■ Records from a dataset
======

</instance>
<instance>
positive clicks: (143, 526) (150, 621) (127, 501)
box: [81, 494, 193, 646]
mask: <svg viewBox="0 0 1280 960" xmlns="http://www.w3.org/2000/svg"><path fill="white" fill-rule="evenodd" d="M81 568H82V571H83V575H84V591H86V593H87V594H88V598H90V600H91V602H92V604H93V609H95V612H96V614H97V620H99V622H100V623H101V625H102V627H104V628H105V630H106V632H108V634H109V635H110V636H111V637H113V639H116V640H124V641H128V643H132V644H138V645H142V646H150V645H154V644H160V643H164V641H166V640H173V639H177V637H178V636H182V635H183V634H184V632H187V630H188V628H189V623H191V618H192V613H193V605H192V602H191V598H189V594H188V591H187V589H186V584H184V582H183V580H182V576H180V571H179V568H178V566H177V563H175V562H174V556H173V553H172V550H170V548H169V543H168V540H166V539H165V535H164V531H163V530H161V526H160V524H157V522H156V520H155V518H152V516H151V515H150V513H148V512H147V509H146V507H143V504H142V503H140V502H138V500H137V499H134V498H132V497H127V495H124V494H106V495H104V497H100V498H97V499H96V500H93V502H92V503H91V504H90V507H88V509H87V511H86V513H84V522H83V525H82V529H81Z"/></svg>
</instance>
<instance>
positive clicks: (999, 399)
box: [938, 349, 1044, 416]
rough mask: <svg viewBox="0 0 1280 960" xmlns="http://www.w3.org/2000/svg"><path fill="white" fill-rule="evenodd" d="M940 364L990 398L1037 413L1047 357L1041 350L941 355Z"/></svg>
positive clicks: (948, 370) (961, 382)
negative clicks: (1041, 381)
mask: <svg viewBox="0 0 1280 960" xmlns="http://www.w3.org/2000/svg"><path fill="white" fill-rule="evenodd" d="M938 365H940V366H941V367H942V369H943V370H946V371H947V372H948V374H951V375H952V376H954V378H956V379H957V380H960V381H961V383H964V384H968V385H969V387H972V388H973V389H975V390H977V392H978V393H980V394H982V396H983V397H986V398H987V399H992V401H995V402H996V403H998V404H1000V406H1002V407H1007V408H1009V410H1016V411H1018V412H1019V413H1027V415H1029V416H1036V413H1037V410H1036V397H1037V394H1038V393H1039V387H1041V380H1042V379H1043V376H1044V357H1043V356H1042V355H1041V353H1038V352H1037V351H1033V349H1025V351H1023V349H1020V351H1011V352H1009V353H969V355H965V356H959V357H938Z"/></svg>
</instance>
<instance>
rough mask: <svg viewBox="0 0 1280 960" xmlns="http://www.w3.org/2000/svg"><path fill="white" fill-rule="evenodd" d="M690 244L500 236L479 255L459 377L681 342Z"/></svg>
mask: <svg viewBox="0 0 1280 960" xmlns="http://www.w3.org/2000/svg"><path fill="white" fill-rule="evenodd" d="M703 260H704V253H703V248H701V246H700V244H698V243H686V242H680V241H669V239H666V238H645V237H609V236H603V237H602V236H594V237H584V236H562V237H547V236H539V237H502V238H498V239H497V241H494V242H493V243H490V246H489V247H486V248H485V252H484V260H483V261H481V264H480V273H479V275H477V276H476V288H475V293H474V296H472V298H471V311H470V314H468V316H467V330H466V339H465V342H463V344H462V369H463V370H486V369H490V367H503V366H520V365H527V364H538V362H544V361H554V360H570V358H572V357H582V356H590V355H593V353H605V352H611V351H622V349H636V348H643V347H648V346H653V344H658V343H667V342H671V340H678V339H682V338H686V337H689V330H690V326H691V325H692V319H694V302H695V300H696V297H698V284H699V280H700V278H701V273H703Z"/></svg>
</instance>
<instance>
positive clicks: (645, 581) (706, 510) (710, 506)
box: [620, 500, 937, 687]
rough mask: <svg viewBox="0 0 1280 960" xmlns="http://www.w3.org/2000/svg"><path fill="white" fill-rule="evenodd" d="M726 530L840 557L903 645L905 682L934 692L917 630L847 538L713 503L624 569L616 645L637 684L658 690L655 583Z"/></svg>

======

■ REQUIRED ACTION
Extract every line of the records above and reproduce each one unchanged, character for character.

■ SOLUTION BELOW
</instance>
<instance>
positive clicks: (143, 526) (150, 621) (127, 501)
box: [81, 494, 193, 646]
mask: <svg viewBox="0 0 1280 960" xmlns="http://www.w3.org/2000/svg"><path fill="white" fill-rule="evenodd" d="M81 568H82V571H83V575H84V591H86V593H87V594H88V598H90V600H91V602H92V604H93V609H95V612H96V614H97V620H99V622H100V623H101V625H102V627H104V628H105V630H106V632H108V634H109V635H110V636H111V637H113V639H116V640H124V641H128V643H132V644H138V645H142V646H150V645H154V644H160V643H164V641H166V640H173V639H177V637H178V636H182V635H183V634H184V632H187V630H188V628H189V623H191V618H192V613H193V605H192V602H191V598H189V594H188V591H187V589H186V584H184V582H183V580H182V576H180V571H179V568H178V566H177V563H175V562H174V556H173V553H172V550H170V548H169V543H168V540H166V539H165V535H164V531H163V530H161V526H160V524H157V522H156V520H155V518H152V516H151V515H150V513H148V512H147V509H146V507H143V504H142V503H140V502H138V500H137V499H134V498H132V497H127V495H124V494H106V495H104V497H100V498H97V499H96V500H93V502H92V503H91V504H90V507H88V509H87V511H86V513H84V522H83V525H82V529H81Z"/></svg>
</instance>
<instance>
positive clicks: (999, 399)
box: [938, 349, 1044, 416]
rough mask: <svg viewBox="0 0 1280 960" xmlns="http://www.w3.org/2000/svg"><path fill="white" fill-rule="evenodd" d="M940 364L990 398L1037 413L1047 357L1041 350L941 355Z"/></svg>
positive clicks: (948, 370) (961, 382)
negative clicks: (1041, 381)
mask: <svg viewBox="0 0 1280 960" xmlns="http://www.w3.org/2000/svg"><path fill="white" fill-rule="evenodd" d="M938 365H940V366H941V367H942V369H943V370H946V371H947V372H948V374H951V375H952V376H954V378H956V379H957V380H960V381H961V383H964V384H968V385H969V387H972V388H973V389H975V390H977V392H978V393H980V394H982V396H983V397H986V398H987V399H992V401H995V402H996V403H998V404H1000V406H1002V407H1007V408H1009V410H1016V411H1018V412H1019V413H1027V415H1029V416H1036V413H1037V410H1036V397H1037V394H1038V393H1039V387H1041V380H1042V379H1043V376H1044V357H1043V356H1042V355H1041V353H1038V352H1037V351H1033V349H1025V351H1023V349H1020V351H1011V352H1009V353H969V355H965V356H959V357H938Z"/></svg>
</instance>
<instance>
rough mask: <svg viewBox="0 0 1280 960" xmlns="http://www.w3.org/2000/svg"><path fill="white" fill-rule="evenodd" d="M690 244L500 236L479 255L459 377L681 342Z"/></svg>
mask: <svg viewBox="0 0 1280 960" xmlns="http://www.w3.org/2000/svg"><path fill="white" fill-rule="evenodd" d="M703 260H704V253H703V248H701V246H700V244H698V243H686V242H680V241H669V239H666V238H645V237H609V236H603V237H602V236H594V237H584V236H562V237H547V236H539V237H502V238H498V239H497V241H494V242H493V243H490V246H489V247H486V248H485V252H484V260H483V261H481V264H480V273H479V275H477V276H476V288H475V293H474V296H472V298H471V311H470V314H468V316H467V330H466V339H465V342H463V344H462V369H463V370H486V369H490V367H503V366H520V365H527V364H538V362H544V361H554V360H570V358H572V357H582V356H590V355H593V353H605V352H611V351H622V349H636V348H643V347H648V346H653V344H658V343H667V342H671V340H678V339H682V338H686V337H689V330H690V326H691V325H692V319H694V302H695V300H696V297H698V284H699V280H700V278H701V273H703Z"/></svg>
</instance>
<instance>
positive clicks: (645, 581) (706, 510) (710, 506)
box: [620, 500, 937, 687]
rough mask: <svg viewBox="0 0 1280 960" xmlns="http://www.w3.org/2000/svg"><path fill="white" fill-rule="evenodd" d="M726 530L840 557L903 645L905 682L934 692L917 630L847 538L713 503L624 569L616 645L637 684L658 690L655 583Z"/></svg>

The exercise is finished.